─── Provided information
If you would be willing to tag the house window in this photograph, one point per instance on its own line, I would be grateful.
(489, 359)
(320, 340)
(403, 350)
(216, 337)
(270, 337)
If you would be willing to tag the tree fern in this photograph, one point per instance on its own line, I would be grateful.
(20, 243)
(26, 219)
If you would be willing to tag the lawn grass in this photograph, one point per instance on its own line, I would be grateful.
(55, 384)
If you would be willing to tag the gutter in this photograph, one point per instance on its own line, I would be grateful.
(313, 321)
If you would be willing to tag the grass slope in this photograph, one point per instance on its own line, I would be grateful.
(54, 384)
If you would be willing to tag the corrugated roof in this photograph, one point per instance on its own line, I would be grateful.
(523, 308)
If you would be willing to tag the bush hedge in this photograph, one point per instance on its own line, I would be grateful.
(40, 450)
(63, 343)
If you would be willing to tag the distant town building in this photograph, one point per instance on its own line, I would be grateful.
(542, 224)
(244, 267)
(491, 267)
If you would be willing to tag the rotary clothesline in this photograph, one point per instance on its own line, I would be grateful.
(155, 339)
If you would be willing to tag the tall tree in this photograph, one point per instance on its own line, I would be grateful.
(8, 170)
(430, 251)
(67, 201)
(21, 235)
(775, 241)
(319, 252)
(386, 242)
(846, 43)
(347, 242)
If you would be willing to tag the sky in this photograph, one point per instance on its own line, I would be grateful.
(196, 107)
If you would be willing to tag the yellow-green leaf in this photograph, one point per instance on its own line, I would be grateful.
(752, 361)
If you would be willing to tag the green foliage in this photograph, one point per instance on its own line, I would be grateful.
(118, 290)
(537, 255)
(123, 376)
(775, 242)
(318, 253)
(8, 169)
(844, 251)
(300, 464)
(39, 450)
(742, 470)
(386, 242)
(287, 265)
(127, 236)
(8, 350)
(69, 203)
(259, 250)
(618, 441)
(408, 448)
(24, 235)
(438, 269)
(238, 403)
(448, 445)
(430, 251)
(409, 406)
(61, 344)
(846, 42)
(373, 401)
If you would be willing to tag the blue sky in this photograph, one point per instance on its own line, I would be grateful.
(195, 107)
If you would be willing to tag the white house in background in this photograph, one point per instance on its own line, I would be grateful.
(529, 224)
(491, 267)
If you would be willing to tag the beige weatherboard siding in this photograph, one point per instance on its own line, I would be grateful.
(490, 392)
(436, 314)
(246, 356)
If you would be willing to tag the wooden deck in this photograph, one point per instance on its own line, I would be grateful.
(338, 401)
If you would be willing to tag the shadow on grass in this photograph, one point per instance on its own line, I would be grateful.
──────
The response has to contain every record shown above, unaltered and complete.

Output for this task -
If you would be willing to tag the house window in this photograph, one point per instance on its own line, I would be grateful.
(489, 359)
(320, 340)
(403, 350)
(216, 337)
(270, 337)
If you would be willing to tag the tree fern in this photograph, one point per instance on its own line, I would be grateful.
(20, 243)
(26, 219)
If you would be willing to tag the lawn grass in this photograph, one point per instance on its own line, I would be grateful.
(55, 384)
If you would be willing to tag the gutter in this photograph, one point per instance on its own line, I would be grateful.
(313, 321)
If you would be willing to tag the grass slope in this photograph, one point per instance on its own line, I would be grateful.
(54, 384)
If you would be willing to tag the corrugated roof in this photograph, one point per instance on its own line, I would be grateful.
(523, 308)
If you would be willing to tag the bush hedge in this photograph, one point per instance on its own line, I would be grateful.
(40, 450)
(63, 343)
If you would be willing to tag the distant town building in this photograph, one point per instance on its own line, I would be grateful.
(542, 224)
(244, 267)
(491, 267)
If you would be willing to tag the rotary clothesline in this photograph, one point per instance on its own line, I would be grateful.
(155, 339)
If you would be willing to tag the tall tree in this photograph, one point per instance on its own line, I would be grateful.
(8, 170)
(430, 251)
(67, 201)
(21, 235)
(775, 241)
(319, 252)
(386, 242)
(846, 43)
(347, 242)
If you would be willing to tag the sky in this photograph, one point per instance on its own line, I would be grateful.
(196, 107)
If you would be willing to tag the yellow-green leaf in this photograph, one point per instance on its own line, I would be grateful.
(752, 361)
If you would be willing to tag the green foliage in this photograph, one point per instance on its own line, I would be grateful.
(118, 290)
(537, 255)
(123, 376)
(775, 242)
(318, 253)
(8, 169)
(844, 251)
(300, 464)
(39, 450)
(742, 470)
(386, 242)
(287, 265)
(127, 236)
(8, 350)
(69, 203)
(259, 250)
(618, 441)
(408, 448)
(24, 235)
(438, 269)
(238, 403)
(448, 445)
(430, 251)
(409, 406)
(61, 344)
(846, 42)
(373, 401)
If you would be willing to tag the blue sky in this photograph, one point per instance on its own line, I would be grateful.
(195, 107)
If you would be willing to tag the white house in background in this photograph, one point per instance on its own line, I would be grateful.
(529, 224)
(491, 267)
If you would be willing to tag the beige weatherboard siding in this photograph, one point per instance on its own line, I would be grateful.
(490, 392)
(436, 314)
(246, 356)
If you would be willing to tag the wooden deck in this photograph, one point per instance on its own line, I would be grateful.
(338, 401)
If you would be willing to tag the shadow on grass in this photograph, one point per instance on its own line, I would be grateful.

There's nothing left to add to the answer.